— REQUEST —
Repeat everything in the text on soccer bar charts from "# Deal with" down to "heights.append(result)", word for word.

Continuing on with the simple bar charts for the class features.
# Create the dataframe for a simple bar chart.
bar_class_list = []
for index, df in enumerate(frsl_class):
season_key = df.season.iloc[0]
df['quartile'] = df['rank'].apply(calc_quartile, args=[season_key])
df = df.groupby('quartile').mean().reset_index()
df = df[[features_class_num_list[index], 'quartile']]
bar_class_list.append(df)
plot_list = range(8, 12) # Will print buildUpPlaySpeedClass_num for each season as a bar chart
for value in plot_list:
bar_class_list[value].plot(x='quartile', label=features_list[value], figsize=(8, 5),
title=calc_title(value, features_class_num_list[value]) + ' Simple Bar Chart', kind='bar')
The review of these bar charts often show a very consistent pattern between rank 1 and rank 4 teams per feature. However, the differences are usually very small. To illuminate this better I am going to create a Numeric Share of Difference Bar Charts as below.
The above bar charts did not provide substantial additional information. There are only small differences between personnel and teams at the professional level of soccer. A Numeric Share of Difference Bar Chart should be more instructive.
- Create a bar chart that calculates the difference between the mean of the quartiles. That is of the percentage difference how much is "owned" by each quartile. Plots will open in a separate window.
- The purpose of this bar chart is to highlight the differences between the top quartile and the other quartiles. The patterns that I am looking for are:
- A cascade from the top quartile down to the lowest quartile (or vica versa) and significant differences between them.
- A pattern of the top quartile owning virtually all difference between all of the quartiles, especially as compared to quartile 2.
- I would also like to see that pattern repeated (generally) over all 4 years. If I see these patterns, then there is possibly a correlation between this feature and being top quartile ranked.
- These are the most instructive plots that I have been able to derive.
# Deal with features_list.
print(features_list)
fnsoddfl = [] # Feature Numeric Share Of Difference DataFrame List
for value in range(len(features_list)):
heights = []
df = bar_list[value].copy()
raw_heights = df[features_list[value]].tolist()
for index, height in enumerate(raw_heights):
min_value = min(raw_heights)
max_value = max(raw_heights)
result = (height - min_value + .0001)/(max_value - min_value + .01) * 100
heights.append(result)
df[features_list[value]] = heights
fnsoddfl.append(df)
# Change the plot list to see different feature's bar chart.

[Records taken from a collection]
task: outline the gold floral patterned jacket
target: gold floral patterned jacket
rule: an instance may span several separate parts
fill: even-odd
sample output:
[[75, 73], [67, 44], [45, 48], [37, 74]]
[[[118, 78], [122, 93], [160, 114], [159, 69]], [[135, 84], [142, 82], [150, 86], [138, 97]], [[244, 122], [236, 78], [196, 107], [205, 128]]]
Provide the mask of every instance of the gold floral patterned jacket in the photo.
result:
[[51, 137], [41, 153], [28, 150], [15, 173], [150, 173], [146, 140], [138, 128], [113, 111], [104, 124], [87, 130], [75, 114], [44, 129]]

— CORRECT ANSWER —
# Deal with features_list.
print(features_list)
fnsoddfl = [] # Feature Numeric Share Of Difference DataFrame List
for value in range(len(features_list)):
heights = []
df = bar_list[value].copy()
raw_heights = df[features_list[value]].tolist()
for index, height in enumerate(raw_heights):
min_value = min(raw_heights)
max_value = max(raw_heights)
result = (height - min_value + .0001)/(max_value - min_value + .01) * 100
heights.append(result)